» Selected excerpt:
Skywatch Monday 4-11-2022.mp3

Mon Apr 11, 2022 FALLING INTO THE NEAREST BLACK HOLE

What happens if you fall into a black hole? Well, it would be bad: if you jumped in, your feet would be pulled with a lot more force than your head. You would be stretched out as thin as a piece of spaghetti, which of course is not a natural state for the human body to be in, and you would disintegrate, your atoms eventually spiraling into the black hole. Are you likely to fall into a black hole? The nearest known black hole we know of is just to the east of Orion the Hunter, in our western sky this evening, in a constellation known as Monoceros the Unicorn. It is here where we find V616 Monocerotis. This black hole is about 3,000 light years away, or 18,000 trillion miles. So even the nearest black hole is so far away that nobody is in any danger of falling in!

» Data lines:

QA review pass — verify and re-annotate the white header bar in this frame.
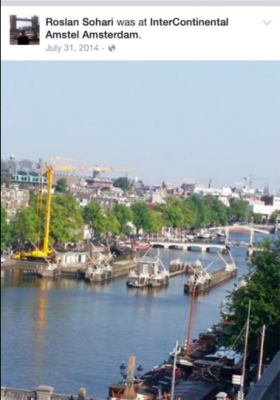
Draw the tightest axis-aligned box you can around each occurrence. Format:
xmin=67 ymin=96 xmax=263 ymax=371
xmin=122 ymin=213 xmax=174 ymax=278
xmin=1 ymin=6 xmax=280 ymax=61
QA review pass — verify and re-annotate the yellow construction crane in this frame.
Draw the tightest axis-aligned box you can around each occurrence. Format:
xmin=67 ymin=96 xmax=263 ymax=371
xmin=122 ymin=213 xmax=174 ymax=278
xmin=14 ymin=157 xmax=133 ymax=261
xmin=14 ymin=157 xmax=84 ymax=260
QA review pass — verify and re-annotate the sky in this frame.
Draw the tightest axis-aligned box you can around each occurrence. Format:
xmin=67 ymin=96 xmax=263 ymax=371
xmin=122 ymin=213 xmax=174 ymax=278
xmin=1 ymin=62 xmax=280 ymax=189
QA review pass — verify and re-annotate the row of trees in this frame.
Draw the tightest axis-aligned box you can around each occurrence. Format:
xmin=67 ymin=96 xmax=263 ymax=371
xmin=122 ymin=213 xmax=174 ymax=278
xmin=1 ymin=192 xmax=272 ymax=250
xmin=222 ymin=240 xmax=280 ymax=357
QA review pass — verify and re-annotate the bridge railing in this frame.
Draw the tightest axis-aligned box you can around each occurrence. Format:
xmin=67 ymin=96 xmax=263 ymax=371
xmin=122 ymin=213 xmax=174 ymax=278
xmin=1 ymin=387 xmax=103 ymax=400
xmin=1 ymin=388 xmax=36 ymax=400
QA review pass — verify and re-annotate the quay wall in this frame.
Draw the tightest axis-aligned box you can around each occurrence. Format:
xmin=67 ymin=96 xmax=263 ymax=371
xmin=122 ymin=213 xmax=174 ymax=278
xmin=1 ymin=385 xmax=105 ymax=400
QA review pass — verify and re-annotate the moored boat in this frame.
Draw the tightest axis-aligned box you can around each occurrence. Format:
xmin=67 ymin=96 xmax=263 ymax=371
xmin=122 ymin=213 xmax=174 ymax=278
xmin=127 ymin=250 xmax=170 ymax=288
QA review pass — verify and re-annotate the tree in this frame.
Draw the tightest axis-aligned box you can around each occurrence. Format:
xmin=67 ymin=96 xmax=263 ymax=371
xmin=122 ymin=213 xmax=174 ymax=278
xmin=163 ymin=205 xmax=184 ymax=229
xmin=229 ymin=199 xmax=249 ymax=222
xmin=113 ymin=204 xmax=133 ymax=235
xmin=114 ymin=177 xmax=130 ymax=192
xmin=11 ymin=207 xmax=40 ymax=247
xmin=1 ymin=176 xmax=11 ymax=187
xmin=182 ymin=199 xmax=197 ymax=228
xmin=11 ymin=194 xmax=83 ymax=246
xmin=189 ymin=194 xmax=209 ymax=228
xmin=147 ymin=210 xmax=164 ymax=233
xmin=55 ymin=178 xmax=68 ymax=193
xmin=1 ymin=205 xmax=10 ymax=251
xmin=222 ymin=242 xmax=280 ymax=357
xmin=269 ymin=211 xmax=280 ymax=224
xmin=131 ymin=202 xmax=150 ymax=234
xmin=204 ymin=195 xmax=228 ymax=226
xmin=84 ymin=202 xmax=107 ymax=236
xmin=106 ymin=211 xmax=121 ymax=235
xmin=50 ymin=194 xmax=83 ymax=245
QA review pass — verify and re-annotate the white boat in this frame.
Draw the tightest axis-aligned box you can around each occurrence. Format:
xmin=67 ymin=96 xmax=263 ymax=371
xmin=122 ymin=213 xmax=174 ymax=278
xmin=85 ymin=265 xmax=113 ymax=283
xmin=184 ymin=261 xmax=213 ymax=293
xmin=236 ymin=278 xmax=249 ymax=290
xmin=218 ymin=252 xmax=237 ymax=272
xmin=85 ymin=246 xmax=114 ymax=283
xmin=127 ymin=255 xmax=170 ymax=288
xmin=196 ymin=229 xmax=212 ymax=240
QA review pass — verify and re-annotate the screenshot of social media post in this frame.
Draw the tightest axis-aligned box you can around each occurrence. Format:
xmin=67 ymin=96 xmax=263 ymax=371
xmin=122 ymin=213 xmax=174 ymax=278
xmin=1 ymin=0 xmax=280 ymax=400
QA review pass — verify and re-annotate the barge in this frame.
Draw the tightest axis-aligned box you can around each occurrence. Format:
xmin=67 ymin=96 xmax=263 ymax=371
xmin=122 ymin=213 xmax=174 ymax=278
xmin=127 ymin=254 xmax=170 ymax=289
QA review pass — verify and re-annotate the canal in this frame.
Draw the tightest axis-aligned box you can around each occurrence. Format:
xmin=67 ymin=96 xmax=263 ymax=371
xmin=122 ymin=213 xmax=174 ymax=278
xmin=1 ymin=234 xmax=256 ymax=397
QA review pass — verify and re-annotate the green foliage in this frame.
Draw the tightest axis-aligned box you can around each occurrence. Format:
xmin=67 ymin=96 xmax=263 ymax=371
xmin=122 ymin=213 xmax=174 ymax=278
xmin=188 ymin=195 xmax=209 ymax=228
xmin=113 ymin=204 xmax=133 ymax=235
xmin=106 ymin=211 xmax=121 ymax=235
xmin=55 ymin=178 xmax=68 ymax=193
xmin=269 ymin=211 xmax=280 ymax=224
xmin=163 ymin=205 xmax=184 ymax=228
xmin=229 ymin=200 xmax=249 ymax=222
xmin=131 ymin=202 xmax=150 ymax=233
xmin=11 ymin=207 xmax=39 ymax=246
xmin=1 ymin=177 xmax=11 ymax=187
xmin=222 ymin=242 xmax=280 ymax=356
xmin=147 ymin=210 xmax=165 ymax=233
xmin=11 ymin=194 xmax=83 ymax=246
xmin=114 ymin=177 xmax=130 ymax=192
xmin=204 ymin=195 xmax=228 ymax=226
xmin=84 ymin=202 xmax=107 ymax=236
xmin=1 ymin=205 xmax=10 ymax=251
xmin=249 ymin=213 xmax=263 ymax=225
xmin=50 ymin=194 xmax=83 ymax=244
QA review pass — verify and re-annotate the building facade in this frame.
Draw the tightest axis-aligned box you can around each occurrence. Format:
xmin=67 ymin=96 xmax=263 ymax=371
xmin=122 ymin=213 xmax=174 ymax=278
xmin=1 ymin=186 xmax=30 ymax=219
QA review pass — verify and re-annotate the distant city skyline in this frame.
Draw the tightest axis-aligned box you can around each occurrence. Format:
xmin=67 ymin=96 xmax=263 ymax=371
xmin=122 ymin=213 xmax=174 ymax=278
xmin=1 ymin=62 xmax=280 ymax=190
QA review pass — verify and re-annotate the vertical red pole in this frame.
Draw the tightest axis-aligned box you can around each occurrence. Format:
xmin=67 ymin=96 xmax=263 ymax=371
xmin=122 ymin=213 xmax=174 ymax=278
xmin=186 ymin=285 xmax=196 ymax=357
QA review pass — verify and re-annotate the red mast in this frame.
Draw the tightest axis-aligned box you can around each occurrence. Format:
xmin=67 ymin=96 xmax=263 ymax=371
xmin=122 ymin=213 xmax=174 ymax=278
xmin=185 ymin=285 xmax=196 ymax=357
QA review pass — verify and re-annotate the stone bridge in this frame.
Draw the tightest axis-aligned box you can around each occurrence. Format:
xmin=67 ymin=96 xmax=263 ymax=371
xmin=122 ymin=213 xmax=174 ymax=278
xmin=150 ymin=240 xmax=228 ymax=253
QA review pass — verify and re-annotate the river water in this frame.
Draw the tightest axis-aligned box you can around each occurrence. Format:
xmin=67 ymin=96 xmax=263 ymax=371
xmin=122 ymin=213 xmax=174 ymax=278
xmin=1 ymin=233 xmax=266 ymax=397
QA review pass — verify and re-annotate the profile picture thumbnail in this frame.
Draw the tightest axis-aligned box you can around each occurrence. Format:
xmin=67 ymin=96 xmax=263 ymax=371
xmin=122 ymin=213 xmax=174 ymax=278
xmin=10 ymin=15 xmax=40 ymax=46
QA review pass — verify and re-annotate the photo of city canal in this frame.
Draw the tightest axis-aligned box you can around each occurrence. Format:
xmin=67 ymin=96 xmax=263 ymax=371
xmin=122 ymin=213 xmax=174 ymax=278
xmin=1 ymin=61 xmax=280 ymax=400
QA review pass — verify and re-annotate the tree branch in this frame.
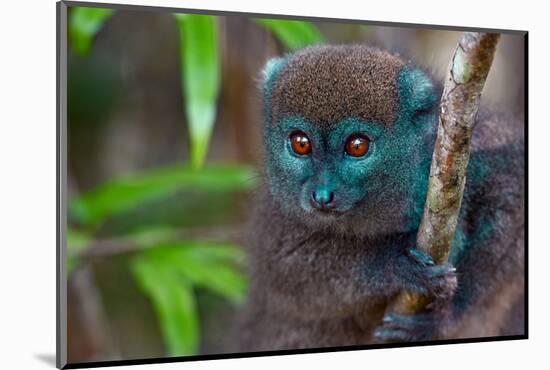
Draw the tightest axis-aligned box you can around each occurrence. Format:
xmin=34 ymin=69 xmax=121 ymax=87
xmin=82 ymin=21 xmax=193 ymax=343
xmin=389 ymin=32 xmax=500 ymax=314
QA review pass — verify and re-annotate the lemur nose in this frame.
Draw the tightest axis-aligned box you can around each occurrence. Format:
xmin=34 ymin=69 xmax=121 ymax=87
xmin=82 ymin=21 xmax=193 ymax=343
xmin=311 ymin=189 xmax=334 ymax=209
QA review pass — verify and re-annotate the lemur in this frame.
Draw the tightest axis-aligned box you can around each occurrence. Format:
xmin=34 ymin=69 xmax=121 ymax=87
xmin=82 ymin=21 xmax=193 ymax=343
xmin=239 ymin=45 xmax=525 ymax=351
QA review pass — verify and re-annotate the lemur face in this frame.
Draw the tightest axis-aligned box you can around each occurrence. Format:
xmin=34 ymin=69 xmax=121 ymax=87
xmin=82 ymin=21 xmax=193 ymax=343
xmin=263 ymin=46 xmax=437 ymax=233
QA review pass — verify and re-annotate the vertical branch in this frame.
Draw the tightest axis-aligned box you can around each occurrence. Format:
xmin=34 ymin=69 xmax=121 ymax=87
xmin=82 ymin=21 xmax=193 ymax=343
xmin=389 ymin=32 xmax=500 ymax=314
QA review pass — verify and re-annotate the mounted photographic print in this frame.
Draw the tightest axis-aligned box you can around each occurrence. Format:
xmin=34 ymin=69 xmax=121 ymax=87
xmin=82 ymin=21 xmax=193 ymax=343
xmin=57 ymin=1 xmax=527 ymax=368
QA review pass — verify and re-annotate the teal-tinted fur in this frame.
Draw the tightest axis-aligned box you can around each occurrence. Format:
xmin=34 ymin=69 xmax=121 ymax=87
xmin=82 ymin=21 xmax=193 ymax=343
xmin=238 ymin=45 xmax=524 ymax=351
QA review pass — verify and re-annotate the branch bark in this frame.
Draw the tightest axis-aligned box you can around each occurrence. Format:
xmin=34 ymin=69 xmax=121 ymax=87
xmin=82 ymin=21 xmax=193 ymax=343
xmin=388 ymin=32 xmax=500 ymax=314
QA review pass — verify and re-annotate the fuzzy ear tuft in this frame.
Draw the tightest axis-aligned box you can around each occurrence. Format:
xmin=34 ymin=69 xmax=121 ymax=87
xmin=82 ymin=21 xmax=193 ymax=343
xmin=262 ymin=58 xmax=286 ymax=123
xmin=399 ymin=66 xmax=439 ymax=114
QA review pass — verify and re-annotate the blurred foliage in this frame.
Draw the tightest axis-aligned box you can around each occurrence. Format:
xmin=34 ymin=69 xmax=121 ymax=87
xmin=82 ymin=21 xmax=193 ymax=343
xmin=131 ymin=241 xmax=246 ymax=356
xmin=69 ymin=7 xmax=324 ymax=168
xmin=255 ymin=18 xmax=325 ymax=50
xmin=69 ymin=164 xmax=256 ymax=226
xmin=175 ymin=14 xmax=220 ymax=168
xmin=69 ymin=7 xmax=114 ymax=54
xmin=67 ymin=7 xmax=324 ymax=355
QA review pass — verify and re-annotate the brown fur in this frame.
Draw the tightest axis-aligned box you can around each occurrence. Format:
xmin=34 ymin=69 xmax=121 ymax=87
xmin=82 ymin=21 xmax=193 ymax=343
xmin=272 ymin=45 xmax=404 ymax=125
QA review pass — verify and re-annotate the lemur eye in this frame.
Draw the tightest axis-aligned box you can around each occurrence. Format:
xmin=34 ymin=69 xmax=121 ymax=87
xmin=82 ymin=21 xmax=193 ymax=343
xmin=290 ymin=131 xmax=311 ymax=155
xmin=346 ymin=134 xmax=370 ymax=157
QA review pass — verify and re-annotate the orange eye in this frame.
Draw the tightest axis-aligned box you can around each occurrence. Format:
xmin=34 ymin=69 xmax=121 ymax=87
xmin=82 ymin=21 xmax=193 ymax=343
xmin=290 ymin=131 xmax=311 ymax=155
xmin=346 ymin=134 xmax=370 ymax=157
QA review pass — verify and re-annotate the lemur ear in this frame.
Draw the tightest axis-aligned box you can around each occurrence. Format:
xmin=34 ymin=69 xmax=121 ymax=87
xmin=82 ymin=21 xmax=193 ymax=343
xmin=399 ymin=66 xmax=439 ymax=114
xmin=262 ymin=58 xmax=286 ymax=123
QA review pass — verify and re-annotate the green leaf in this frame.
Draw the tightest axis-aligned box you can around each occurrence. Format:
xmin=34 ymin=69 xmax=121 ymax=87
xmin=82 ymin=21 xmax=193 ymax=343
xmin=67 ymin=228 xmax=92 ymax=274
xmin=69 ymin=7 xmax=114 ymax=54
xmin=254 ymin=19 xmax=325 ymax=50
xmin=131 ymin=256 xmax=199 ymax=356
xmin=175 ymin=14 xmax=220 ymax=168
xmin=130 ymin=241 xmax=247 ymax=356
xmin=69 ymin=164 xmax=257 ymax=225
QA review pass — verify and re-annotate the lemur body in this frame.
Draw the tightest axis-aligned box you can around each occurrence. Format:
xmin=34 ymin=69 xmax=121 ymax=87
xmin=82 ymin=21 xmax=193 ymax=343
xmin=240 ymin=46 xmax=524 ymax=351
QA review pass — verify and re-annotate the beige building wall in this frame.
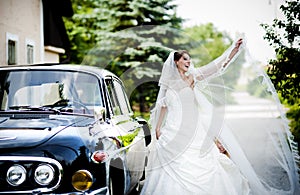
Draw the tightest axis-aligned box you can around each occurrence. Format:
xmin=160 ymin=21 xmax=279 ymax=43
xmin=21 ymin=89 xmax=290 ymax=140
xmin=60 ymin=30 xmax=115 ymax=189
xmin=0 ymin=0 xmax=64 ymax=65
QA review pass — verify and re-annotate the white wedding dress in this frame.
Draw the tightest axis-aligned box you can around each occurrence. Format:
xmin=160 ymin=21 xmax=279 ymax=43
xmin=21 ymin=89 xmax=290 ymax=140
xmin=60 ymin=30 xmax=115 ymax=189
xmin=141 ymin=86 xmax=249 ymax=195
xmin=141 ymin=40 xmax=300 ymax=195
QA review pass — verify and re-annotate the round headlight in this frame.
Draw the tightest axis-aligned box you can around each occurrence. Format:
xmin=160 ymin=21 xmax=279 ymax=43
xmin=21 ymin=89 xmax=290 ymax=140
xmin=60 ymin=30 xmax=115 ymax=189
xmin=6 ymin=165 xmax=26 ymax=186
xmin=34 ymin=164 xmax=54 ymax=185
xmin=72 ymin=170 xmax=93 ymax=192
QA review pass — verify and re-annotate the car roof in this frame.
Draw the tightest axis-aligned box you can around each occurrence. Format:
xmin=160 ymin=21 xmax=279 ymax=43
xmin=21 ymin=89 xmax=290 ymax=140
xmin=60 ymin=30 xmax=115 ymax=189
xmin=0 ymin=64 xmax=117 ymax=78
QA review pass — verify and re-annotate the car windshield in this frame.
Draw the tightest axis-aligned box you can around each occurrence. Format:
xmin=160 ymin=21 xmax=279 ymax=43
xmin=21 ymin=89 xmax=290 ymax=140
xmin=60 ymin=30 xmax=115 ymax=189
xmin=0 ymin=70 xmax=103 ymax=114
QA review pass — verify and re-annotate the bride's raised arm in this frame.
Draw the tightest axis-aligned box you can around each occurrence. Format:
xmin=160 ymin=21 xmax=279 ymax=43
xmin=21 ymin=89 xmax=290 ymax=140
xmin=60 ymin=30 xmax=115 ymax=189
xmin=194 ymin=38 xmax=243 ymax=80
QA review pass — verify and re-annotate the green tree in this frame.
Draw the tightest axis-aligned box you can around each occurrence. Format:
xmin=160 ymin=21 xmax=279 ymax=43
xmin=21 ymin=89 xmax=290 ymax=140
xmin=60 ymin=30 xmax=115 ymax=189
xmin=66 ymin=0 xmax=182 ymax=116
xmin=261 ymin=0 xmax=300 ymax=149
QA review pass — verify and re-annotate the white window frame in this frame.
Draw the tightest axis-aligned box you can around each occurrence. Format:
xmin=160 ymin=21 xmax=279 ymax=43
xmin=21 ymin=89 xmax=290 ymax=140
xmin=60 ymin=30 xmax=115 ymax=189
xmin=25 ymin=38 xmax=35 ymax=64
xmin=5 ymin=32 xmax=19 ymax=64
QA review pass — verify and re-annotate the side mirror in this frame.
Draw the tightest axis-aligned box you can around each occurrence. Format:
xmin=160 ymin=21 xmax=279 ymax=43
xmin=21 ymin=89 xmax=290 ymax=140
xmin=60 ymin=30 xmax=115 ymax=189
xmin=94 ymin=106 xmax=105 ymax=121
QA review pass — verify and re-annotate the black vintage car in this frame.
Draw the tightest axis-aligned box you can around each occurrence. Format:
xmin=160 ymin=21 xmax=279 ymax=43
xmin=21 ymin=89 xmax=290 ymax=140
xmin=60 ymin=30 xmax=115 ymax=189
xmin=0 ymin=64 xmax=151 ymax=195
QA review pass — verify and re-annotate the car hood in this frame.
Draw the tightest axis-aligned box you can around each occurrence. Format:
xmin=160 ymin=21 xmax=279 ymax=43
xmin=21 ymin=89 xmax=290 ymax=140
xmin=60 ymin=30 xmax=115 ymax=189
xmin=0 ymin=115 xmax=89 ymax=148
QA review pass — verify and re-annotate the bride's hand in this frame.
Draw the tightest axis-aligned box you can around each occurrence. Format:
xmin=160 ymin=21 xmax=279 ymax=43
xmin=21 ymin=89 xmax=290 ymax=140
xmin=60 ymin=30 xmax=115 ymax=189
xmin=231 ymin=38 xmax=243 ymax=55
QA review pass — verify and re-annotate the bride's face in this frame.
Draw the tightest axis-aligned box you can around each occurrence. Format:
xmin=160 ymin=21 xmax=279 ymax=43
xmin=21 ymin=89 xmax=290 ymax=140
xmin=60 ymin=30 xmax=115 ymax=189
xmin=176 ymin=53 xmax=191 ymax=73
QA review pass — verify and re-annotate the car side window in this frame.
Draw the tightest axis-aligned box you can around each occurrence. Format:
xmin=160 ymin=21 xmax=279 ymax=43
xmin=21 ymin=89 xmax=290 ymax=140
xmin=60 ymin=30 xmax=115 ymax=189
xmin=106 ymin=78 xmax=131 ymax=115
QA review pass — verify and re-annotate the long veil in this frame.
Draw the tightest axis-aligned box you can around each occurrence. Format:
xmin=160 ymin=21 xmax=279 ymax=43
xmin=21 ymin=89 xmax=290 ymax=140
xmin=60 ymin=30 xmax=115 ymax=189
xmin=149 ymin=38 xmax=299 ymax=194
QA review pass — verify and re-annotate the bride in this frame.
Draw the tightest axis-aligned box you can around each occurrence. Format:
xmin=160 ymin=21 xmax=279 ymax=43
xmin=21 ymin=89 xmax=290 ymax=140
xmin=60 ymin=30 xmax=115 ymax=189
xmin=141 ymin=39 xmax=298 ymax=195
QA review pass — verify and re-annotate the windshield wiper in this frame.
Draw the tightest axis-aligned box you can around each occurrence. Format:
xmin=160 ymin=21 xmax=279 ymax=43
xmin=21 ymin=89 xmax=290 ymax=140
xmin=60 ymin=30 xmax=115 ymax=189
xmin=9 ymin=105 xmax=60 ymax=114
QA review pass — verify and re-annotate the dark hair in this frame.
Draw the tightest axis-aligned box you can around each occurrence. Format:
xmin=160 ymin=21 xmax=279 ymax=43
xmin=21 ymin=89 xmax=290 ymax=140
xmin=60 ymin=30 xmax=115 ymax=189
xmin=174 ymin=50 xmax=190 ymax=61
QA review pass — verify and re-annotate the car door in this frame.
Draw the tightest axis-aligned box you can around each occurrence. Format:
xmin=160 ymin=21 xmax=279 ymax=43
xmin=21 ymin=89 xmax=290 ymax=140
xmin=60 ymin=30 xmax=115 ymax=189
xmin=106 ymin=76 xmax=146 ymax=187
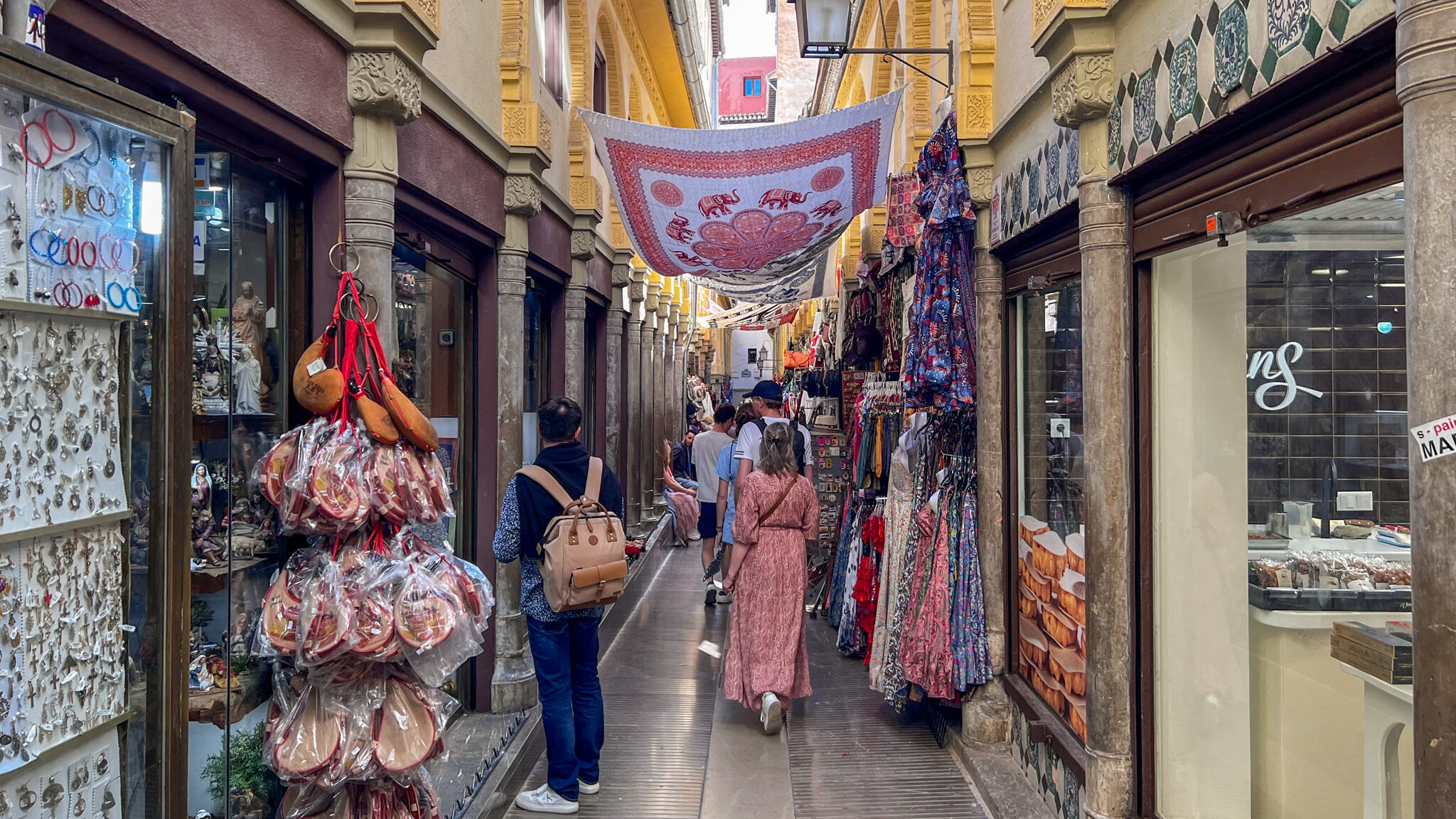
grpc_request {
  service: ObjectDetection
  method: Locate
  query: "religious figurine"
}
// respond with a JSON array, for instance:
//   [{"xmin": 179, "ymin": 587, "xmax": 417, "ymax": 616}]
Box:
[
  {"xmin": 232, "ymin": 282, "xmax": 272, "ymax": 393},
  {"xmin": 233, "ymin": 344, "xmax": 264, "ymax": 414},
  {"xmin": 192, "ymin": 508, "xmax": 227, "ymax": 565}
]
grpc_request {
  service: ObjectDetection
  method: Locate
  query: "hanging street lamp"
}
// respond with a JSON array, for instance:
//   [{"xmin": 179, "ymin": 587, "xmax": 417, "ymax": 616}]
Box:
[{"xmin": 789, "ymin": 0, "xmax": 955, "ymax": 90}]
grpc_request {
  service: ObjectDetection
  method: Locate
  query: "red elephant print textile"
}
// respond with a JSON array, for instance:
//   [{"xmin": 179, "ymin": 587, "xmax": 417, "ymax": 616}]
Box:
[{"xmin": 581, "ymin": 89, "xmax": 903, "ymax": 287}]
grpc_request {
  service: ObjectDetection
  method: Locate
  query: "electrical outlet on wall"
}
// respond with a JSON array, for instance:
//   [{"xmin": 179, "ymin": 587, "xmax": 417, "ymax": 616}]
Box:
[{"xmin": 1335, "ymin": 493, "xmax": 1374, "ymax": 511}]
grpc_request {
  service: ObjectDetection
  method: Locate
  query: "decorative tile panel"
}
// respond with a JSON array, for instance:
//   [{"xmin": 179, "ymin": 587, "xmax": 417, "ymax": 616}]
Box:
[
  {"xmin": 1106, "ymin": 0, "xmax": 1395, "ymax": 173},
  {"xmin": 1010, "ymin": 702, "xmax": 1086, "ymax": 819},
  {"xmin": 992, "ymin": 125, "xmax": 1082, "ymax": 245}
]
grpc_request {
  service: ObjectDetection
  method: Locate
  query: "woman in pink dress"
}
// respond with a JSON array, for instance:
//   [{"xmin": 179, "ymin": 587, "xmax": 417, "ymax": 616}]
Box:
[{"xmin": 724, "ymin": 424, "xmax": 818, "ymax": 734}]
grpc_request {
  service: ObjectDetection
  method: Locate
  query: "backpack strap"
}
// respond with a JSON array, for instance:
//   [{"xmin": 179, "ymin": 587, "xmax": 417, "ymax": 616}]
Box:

» Complete the following:
• 1. Rename "spaghetti" as "string" while restating the stretch of the black hole excerpt from "What happens if" through "of falling in!".
• 2. According to the black hole excerpt, why is nobody in any danger of falling into a black hole?
Rely solely on the black hole excerpt.

» Answers to the tasks:
• 1.
What happens if you fall into a black hole? Well, it would be bad: if you jumped in, your feet would be pulled with a lot more force than your head. You would be stretched out as thin as a piece of string, which of course is not a natural state for the human body to be in, and you would disintegrate, your atoms eventually spiraling into the black hole. Are you likely to fall into a black hole? The nearest known black hole we know of is just to the east of Orion the Hunter, in our western sky this evening, in a constellation known as Monoceros the Unicorn. It is here where we find V616 Monocerotis. This black hole is about 3,000 light years away, or 18,000 trillion miles. So even the nearest black hole is so far away that nobody is in any danger of falling in!

• 2. Even the nearest known black hole, V616 Monocerotis, is so far away that nobody could fall in. It lies about 3,000 light years, or 18,000 trillion miles, from us.